Dataset entries:

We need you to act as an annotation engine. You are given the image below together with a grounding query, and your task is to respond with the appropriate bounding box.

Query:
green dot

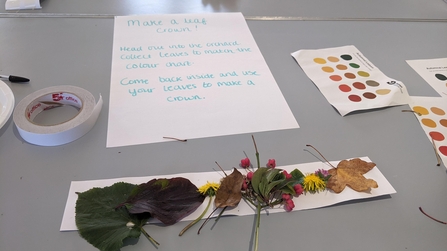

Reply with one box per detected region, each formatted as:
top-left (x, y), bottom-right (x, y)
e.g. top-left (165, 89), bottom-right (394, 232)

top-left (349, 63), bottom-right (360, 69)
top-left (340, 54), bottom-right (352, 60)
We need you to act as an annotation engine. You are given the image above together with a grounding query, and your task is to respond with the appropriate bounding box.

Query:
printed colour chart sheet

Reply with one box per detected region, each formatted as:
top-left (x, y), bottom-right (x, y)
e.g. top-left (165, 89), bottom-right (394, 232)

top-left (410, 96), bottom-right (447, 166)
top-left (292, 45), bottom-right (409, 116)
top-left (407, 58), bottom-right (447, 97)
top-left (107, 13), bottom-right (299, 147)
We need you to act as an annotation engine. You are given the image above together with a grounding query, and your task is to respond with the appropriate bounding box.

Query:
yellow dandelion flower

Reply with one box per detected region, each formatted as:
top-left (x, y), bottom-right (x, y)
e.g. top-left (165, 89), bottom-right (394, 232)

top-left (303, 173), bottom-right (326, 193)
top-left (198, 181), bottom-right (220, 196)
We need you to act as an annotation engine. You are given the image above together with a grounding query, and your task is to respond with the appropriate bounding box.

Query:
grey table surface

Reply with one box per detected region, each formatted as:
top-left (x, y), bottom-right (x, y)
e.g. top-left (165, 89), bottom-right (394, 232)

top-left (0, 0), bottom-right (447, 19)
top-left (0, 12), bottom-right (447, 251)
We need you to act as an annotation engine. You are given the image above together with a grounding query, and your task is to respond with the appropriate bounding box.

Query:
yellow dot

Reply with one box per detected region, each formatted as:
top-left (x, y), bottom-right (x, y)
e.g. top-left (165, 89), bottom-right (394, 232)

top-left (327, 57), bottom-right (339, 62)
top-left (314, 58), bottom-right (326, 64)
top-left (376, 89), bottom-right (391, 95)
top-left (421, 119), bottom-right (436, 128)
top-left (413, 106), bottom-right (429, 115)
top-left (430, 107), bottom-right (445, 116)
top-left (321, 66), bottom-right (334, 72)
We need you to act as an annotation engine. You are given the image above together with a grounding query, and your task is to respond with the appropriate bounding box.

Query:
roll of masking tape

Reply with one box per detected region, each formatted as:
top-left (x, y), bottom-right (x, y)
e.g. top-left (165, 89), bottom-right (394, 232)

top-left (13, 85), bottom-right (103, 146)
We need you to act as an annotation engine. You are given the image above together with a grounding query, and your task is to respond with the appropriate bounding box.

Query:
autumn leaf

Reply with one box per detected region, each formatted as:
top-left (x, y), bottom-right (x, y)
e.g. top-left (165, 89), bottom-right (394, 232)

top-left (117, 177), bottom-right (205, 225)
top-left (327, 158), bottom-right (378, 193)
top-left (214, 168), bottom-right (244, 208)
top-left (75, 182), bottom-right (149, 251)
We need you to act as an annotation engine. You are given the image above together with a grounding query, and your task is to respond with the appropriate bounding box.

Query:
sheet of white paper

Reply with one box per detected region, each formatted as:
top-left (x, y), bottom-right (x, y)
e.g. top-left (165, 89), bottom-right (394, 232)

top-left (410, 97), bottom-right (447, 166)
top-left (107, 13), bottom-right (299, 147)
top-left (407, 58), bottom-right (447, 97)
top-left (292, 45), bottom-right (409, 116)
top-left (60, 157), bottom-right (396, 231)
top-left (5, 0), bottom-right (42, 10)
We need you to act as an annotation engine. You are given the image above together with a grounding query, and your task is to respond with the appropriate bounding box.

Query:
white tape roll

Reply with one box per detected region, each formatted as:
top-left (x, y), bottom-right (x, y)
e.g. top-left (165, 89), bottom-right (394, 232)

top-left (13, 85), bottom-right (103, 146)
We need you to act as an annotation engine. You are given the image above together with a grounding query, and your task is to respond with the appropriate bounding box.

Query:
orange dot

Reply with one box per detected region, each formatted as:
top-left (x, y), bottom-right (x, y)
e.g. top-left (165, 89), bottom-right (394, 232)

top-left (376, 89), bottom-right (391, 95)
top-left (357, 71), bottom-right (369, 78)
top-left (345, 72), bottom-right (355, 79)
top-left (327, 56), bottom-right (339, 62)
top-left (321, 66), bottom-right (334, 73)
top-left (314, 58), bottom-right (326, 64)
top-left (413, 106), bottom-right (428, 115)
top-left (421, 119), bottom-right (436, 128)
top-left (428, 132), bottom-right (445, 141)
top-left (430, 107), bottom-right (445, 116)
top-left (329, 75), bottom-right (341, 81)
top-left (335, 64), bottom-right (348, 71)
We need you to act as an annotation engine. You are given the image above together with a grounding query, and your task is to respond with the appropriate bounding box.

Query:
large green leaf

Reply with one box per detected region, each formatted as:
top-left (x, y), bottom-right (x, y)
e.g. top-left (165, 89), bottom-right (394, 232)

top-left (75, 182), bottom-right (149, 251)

* * *

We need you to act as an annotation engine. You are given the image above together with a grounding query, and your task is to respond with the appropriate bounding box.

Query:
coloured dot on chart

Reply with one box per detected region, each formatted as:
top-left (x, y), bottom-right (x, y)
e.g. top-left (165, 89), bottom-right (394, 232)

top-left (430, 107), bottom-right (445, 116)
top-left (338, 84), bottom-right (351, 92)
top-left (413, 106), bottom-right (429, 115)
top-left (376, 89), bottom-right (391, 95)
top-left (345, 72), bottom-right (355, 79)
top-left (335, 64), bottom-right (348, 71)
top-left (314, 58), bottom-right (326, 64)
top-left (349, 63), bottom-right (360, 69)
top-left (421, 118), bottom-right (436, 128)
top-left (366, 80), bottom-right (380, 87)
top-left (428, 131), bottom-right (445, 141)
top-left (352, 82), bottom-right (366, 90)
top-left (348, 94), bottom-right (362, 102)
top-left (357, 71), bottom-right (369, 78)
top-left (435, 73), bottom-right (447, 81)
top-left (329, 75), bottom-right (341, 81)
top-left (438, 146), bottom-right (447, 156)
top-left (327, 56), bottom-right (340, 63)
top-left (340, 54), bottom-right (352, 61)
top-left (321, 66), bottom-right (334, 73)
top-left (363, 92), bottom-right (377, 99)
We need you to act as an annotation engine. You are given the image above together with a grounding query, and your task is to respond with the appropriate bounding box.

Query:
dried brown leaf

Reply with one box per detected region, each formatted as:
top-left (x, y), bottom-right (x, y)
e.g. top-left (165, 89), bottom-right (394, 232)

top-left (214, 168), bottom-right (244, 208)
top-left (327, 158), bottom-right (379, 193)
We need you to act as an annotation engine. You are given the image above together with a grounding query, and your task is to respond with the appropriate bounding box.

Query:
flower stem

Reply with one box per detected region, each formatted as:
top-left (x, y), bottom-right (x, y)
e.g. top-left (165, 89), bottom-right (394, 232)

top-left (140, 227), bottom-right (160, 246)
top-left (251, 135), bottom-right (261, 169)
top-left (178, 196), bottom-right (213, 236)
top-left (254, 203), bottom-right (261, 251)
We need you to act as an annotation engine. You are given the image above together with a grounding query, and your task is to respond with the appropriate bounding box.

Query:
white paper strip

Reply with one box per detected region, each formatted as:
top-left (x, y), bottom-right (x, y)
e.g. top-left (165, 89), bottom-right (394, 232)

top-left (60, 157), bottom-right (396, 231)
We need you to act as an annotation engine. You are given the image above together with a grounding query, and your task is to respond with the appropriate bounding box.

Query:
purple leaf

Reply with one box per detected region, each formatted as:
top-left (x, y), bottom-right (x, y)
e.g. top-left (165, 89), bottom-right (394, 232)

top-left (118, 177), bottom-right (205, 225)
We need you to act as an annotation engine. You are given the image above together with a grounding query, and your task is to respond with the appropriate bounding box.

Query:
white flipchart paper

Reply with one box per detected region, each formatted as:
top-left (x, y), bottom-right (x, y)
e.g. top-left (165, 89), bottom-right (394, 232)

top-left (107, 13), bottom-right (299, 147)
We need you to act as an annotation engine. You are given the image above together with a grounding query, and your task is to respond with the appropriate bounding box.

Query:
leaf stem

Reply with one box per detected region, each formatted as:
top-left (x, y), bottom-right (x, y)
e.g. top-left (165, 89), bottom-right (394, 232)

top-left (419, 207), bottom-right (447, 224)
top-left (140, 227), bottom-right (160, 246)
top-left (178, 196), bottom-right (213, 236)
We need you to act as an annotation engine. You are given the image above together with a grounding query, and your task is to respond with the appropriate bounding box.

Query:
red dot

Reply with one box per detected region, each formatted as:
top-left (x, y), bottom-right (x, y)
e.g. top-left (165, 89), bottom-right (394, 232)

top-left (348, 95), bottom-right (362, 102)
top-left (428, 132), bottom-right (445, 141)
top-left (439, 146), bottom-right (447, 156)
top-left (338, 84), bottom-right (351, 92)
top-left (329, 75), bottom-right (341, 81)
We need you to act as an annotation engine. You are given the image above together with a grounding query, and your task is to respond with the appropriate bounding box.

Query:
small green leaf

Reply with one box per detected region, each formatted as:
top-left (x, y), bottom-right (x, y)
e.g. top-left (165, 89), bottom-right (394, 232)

==

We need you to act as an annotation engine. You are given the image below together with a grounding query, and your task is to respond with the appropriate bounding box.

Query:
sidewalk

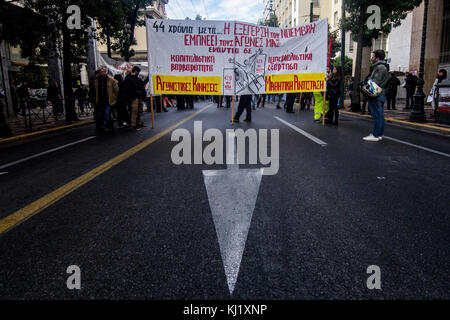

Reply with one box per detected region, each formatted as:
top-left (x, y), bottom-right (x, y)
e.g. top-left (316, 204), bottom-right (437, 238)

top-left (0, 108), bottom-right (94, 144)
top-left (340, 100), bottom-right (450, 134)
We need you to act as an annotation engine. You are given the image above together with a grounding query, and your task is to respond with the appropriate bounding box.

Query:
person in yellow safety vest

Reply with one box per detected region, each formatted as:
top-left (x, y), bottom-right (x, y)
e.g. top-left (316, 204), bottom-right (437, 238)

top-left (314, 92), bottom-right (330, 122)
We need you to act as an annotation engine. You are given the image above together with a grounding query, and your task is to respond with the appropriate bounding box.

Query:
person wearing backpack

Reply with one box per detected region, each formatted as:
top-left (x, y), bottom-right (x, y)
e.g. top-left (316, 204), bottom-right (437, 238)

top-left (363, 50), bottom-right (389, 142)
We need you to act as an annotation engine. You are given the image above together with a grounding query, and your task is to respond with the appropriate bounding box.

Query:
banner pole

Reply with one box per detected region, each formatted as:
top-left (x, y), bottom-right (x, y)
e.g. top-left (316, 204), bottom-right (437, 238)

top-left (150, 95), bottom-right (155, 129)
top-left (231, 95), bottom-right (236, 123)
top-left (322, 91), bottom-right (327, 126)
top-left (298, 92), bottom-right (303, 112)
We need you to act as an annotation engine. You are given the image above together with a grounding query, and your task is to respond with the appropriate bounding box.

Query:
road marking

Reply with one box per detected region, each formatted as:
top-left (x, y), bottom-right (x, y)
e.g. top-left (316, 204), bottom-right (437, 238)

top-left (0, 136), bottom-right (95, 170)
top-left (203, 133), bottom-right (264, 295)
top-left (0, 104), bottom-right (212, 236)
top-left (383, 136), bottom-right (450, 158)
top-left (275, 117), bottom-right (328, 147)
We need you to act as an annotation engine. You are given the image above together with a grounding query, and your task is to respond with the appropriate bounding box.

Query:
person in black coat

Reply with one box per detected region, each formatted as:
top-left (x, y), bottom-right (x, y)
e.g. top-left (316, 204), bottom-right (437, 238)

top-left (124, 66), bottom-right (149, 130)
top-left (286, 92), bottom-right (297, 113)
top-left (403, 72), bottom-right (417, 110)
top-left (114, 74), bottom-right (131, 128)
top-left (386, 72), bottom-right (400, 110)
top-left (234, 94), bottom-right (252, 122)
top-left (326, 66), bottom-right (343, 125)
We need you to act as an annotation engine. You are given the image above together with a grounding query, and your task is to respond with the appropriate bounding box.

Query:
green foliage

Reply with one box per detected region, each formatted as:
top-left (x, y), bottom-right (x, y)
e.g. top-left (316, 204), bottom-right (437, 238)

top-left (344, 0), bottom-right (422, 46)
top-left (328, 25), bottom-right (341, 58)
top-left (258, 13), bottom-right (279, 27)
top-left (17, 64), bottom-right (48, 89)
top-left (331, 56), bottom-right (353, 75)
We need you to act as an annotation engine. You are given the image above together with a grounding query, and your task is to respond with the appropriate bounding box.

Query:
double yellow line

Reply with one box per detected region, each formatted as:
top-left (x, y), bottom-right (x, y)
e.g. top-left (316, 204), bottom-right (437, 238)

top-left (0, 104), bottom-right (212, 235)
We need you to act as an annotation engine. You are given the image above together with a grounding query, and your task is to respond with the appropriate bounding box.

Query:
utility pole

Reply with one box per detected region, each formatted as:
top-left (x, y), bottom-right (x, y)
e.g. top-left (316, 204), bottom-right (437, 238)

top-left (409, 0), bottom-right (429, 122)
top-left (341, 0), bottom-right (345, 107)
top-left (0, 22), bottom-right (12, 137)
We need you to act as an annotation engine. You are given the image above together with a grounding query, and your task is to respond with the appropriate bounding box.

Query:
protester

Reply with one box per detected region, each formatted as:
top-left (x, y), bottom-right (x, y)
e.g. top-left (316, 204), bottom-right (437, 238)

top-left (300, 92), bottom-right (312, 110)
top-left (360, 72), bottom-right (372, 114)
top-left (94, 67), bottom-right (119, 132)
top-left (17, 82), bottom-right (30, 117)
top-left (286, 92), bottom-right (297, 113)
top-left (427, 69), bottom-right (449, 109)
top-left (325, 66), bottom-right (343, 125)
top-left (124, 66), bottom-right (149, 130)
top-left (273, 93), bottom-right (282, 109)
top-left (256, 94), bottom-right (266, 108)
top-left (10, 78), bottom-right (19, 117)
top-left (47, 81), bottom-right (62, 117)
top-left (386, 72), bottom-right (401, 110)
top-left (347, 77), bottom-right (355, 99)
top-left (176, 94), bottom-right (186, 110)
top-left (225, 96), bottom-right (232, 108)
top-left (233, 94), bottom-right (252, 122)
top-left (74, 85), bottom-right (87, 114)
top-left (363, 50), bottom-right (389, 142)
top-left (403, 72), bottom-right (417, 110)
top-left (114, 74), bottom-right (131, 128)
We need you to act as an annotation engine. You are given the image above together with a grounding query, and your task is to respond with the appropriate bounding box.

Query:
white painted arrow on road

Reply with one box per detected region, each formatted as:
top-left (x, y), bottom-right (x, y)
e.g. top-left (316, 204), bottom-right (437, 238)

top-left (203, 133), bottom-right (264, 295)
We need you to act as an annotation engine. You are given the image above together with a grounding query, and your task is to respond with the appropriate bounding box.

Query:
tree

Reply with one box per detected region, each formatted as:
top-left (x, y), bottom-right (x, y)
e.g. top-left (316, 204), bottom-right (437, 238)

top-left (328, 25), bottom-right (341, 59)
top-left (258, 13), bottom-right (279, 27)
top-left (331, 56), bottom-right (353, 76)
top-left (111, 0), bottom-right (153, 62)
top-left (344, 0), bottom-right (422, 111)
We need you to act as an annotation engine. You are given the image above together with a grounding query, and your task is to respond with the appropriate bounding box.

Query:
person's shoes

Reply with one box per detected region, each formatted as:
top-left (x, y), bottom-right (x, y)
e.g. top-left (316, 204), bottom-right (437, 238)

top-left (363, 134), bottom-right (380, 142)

Goal of the exercise: Please pull out every line of the material above that contains the word "yellow". Case counts, so a line matches only if the capitalization is the same.

Task result:
yellow dandelion flower
yellow dot
person in yellow safety vest
double yellow line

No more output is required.